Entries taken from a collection
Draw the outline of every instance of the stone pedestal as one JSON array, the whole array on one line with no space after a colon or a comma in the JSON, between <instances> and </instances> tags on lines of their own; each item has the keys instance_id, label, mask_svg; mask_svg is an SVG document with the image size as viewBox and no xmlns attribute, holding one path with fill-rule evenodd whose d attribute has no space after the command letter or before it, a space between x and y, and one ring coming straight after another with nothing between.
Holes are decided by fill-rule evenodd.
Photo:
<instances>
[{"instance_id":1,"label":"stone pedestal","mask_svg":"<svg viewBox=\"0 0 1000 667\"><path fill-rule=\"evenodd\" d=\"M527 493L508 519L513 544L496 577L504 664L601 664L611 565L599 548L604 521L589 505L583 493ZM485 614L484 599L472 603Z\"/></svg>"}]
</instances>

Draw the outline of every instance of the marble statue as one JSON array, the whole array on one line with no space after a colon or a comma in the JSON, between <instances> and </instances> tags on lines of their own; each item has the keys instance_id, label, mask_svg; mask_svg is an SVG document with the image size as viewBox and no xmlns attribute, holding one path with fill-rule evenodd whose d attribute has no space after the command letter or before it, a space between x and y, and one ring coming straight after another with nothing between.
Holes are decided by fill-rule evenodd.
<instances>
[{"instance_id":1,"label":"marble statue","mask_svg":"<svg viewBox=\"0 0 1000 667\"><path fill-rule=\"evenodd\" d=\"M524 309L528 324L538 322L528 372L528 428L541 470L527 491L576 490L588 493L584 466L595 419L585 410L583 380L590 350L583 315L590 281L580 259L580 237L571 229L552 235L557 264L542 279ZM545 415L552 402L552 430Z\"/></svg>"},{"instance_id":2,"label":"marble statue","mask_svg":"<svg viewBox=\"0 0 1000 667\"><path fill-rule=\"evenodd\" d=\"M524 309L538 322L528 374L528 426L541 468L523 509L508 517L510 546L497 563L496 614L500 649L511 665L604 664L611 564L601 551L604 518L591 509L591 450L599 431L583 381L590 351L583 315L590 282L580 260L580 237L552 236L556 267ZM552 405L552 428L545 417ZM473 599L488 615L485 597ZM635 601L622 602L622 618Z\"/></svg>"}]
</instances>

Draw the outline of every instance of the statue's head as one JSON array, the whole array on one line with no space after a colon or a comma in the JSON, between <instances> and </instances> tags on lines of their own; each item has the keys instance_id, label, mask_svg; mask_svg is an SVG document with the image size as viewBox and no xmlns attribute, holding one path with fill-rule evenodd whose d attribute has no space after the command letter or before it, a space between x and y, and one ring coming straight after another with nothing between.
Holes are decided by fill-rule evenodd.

EXERCISE
An exact copy of the data is needed, running from its first line through the line that holds "Draw the outline of every instance of the marble", and nothing beyond that.

FINISHED TASK
Draw the outline of every instance of the stone pedestal as one JSON array, the whole array on one line with no space after a colon or a comma in the JSON, between <instances> and </instances> tags on lines of their own; each item has the keys instance_id, label, mask_svg; mask_svg is an SVG document with the image size as viewBox and no xmlns attribute, holding one path with fill-rule evenodd whose d attribute has no space after the command letter or before it, a space between x and y, and one ring coming straight after another with nothing between.
Holes are decided by fill-rule evenodd.
Photo:
<instances>
[{"instance_id":1,"label":"stone pedestal","mask_svg":"<svg viewBox=\"0 0 1000 667\"><path fill-rule=\"evenodd\" d=\"M527 493L508 519L513 544L496 577L504 664L601 664L611 565L599 548L604 521L589 505L583 493ZM485 614L484 599L472 603Z\"/></svg>"}]
</instances>

Draw the outline of every instance of the marble statue as one JSON array, the whole array on one line with no space after a colon or a comma in the JSON, between <instances> and </instances> tags on lines of their own; each item has the keys instance_id, label, mask_svg; mask_svg is an SVG document with the image size as viewBox and no xmlns attribute, holding one path with fill-rule evenodd whose d attribute has no space after the command letter or before it, a space between x and y, and one ring coming straight after another with nothing between.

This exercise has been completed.